**Exercise material**
---
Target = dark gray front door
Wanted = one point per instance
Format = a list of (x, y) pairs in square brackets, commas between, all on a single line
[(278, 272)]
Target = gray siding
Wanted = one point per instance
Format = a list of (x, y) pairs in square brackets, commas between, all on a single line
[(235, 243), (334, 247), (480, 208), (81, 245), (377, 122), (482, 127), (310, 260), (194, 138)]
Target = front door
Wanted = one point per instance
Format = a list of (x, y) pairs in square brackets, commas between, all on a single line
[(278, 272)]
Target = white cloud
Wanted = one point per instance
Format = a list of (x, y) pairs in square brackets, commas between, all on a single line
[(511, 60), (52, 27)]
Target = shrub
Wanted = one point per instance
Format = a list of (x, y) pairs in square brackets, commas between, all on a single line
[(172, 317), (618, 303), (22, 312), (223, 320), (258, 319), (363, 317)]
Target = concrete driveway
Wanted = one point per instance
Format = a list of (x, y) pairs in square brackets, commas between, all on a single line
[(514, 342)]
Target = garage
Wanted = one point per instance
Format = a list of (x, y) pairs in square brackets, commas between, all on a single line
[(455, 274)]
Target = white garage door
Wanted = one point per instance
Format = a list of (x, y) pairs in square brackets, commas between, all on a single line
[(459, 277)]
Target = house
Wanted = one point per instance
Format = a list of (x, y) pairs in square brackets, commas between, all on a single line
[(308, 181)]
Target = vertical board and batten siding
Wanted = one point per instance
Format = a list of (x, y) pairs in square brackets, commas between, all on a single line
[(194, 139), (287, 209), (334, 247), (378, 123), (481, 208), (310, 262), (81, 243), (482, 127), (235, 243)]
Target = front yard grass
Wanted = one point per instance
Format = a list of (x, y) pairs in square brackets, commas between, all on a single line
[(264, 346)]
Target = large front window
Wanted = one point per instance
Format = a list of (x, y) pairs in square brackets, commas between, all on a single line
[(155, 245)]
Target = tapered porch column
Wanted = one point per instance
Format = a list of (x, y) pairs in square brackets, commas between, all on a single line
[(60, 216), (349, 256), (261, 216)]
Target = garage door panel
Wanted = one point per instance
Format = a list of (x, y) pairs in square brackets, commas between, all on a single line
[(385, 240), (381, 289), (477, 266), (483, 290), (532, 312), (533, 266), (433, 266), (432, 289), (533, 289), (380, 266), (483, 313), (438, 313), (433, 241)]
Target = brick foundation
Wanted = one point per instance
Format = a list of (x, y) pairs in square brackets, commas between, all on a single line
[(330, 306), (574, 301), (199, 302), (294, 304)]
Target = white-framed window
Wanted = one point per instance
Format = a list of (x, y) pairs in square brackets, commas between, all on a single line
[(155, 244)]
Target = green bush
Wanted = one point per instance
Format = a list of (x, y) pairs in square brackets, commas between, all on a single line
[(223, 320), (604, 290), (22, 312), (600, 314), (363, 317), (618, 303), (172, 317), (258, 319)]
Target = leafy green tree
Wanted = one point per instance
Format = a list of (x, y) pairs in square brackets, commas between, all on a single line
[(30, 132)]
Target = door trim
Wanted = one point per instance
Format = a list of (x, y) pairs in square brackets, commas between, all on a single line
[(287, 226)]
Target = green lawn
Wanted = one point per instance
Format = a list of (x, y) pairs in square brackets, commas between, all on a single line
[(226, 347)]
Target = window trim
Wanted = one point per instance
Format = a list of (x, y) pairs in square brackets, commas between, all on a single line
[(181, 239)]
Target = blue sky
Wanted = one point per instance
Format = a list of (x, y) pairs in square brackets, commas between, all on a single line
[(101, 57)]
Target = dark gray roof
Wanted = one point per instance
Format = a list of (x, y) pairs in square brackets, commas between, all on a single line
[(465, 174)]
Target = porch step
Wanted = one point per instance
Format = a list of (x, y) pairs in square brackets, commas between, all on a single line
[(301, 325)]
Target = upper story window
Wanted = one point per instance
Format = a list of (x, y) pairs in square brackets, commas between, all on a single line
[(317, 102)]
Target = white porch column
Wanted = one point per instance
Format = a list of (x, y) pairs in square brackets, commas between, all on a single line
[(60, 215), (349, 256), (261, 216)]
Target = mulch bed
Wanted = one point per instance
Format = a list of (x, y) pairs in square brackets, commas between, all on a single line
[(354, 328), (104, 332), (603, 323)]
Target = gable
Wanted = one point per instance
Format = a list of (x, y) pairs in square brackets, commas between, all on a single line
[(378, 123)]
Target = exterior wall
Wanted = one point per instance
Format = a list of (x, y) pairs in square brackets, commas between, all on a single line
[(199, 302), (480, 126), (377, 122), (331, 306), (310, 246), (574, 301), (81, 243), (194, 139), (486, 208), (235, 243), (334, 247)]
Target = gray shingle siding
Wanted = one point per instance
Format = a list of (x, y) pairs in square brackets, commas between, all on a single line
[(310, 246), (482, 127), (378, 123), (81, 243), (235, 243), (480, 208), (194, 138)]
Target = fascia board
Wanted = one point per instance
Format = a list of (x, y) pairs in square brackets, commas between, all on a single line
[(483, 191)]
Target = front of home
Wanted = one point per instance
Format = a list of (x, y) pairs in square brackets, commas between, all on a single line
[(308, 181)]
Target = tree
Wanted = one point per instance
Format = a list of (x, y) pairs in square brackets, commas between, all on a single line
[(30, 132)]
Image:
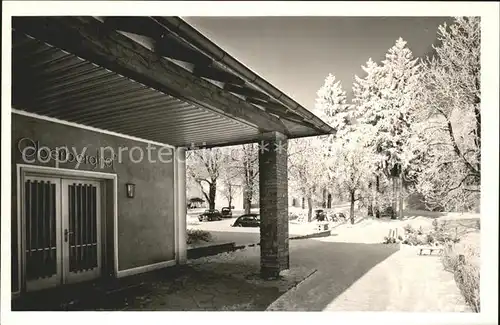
---
**Work to complete**
The output should be exactly the lines above from the line containing "Target = house" to the line containing "Target = front yard grass", inclusive, with no other lines.

**Output for this exercise**
Target = house
Wanted = one point per instance
Format = a list of (x, y) pairs in square brackets, commas between, all on a single line
[(308, 181)]
Target = vertical board and batten siding
Wanted = one point per instance
Format = a list of (x, y) pairs in square brackets, commas between, all on a single line
[(194, 139), (287, 209), (334, 247), (378, 123), (481, 208), (310, 262), (81, 243), (482, 127), (235, 243)]
Target = front yard grass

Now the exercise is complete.